**PROVIDED INFORMATION**
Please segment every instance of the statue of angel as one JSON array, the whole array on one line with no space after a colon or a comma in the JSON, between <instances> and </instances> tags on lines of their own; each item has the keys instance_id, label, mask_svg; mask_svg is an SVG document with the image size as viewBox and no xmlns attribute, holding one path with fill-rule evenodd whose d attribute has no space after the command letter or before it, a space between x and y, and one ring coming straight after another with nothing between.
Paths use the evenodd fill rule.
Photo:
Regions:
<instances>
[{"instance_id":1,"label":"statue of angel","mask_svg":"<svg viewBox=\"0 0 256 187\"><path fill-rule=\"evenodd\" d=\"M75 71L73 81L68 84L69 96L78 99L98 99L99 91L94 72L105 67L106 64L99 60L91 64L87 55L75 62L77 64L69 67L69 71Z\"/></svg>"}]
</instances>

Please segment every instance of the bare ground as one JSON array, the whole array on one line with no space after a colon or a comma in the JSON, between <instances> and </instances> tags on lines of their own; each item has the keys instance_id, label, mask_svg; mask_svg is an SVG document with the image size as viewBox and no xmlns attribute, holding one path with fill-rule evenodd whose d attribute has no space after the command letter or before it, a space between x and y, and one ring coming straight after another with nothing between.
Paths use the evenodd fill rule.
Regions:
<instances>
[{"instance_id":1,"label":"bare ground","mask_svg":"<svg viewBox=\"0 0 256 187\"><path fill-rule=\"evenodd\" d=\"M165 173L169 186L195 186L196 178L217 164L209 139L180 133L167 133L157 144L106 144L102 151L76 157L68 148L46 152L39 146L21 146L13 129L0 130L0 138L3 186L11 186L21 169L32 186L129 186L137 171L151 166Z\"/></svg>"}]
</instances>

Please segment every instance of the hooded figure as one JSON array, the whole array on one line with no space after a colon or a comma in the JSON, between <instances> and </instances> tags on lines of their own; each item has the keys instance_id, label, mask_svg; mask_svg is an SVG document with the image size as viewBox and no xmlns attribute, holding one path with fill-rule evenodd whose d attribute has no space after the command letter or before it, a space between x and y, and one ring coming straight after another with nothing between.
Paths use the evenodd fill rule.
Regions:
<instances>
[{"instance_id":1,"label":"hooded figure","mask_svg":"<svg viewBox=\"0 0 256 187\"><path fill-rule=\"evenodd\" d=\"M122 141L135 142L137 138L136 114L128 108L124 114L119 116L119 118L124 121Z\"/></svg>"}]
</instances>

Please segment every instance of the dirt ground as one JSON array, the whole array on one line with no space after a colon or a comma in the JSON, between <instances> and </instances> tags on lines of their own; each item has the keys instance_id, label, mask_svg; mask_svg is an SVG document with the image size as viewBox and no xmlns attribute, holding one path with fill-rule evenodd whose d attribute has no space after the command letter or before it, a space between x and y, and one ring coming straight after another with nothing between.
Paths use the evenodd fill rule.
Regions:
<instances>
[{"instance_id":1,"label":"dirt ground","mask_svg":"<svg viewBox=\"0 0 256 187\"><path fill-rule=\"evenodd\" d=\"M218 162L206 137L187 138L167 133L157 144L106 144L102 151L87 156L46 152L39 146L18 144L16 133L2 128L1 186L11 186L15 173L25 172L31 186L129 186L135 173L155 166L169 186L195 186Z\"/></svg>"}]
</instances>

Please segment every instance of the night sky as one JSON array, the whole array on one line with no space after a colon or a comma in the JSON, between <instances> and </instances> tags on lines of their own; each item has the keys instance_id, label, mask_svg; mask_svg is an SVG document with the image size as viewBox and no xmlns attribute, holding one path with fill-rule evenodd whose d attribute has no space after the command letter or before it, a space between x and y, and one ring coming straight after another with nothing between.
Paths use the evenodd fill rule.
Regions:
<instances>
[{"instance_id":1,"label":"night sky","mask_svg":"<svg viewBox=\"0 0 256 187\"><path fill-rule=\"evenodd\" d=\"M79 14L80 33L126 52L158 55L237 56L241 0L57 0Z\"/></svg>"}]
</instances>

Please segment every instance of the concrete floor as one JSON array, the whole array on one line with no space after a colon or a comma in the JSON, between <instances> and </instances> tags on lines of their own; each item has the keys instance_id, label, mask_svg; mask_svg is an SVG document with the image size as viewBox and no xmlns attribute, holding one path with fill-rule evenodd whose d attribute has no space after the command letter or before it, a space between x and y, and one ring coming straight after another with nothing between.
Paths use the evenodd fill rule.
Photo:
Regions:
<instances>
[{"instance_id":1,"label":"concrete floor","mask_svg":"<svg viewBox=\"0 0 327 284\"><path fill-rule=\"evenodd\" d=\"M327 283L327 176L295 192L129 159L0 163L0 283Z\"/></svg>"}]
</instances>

**WRITTEN TASK**
Lay out the part of the material that opens with the line containing "Please segment every instance of the concrete" and runs through the end of the material as a Markdown table with two columns, Row and Material line. Number each line in the Row column and leave out any blank lines.

**COMPLETE ANSWER**
| Row | Material line |
|---|---|
| 1 | Please segment every instance of the concrete floor as one JSON array, the whole array on one line with no space after a colon or a comma in the JSON, between <instances> and </instances> tags on lines of their own; each item has the keys instance_id, label, mask_svg; mask_svg is an SVG document with the image size as viewBox and no xmlns attribute, holding one path with fill-rule evenodd whose d attribute has no space after the command letter or before it, a space between x and y, and one ring coming straight after another with nothing between. |
| 2 | Paths use the evenodd fill rule. |
| 3 | Photo: |
| 4 | Regions: |
| 5 | <instances> |
| 6 | [{"instance_id":1,"label":"concrete floor","mask_svg":"<svg viewBox=\"0 0 327 284\"><path fill-rule=\"evenodd\" d=\"M327 283L327 176L295 192L129 159L0 163L0 283Z\"/></svg>"}] |
| 7 | </instances> |